Supplied records below:
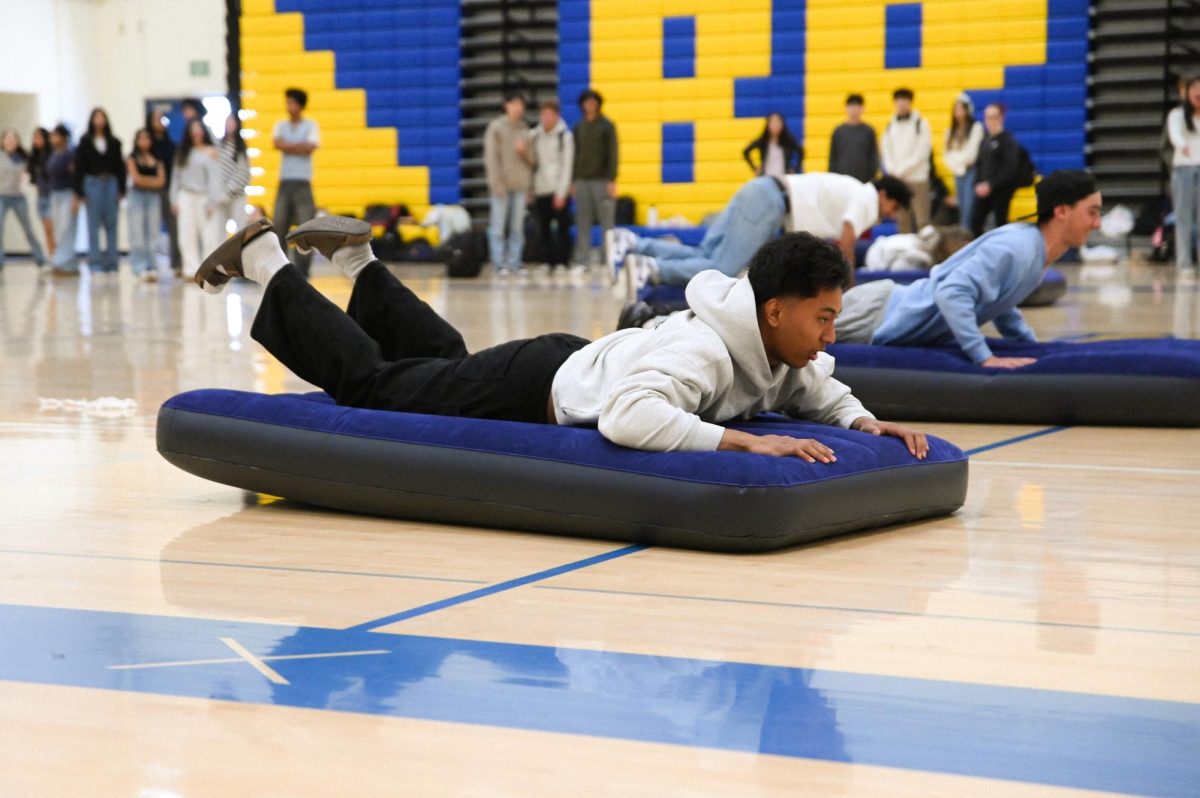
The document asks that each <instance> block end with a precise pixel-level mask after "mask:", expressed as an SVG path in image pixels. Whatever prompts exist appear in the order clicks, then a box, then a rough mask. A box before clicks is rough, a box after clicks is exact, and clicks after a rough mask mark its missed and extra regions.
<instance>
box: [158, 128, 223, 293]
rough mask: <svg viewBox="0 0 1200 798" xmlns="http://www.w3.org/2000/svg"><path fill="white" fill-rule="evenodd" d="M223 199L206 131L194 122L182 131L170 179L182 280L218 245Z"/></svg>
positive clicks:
End of Supplied records.
### [What to work on]
Could you write out all the items above word for word, leaving the pictures out of your answer?

### [Solution]
The document asks that each <instance> block end with a precise pixel-level mask after "mask:", expressed as an SVG path in image pixels. Whatever prompts exist appear in the order clicks, then a box, then a rough mask. A box before clicks is rough, a box after clicks is exact, and clicks after a rough mask mark its missed and extra regions.
<instance>
box: [158, 128, 223, 293]
rough mask: <svg viewBox="0 0 1200 798" xmlns="http://www.w3.org/2000/svg"><path fill="white" fill-rule="evenodd" d="M223 199L206 131L194 122L182 131L170 179L182 280L218 245Z"/></svg>
positive clicks:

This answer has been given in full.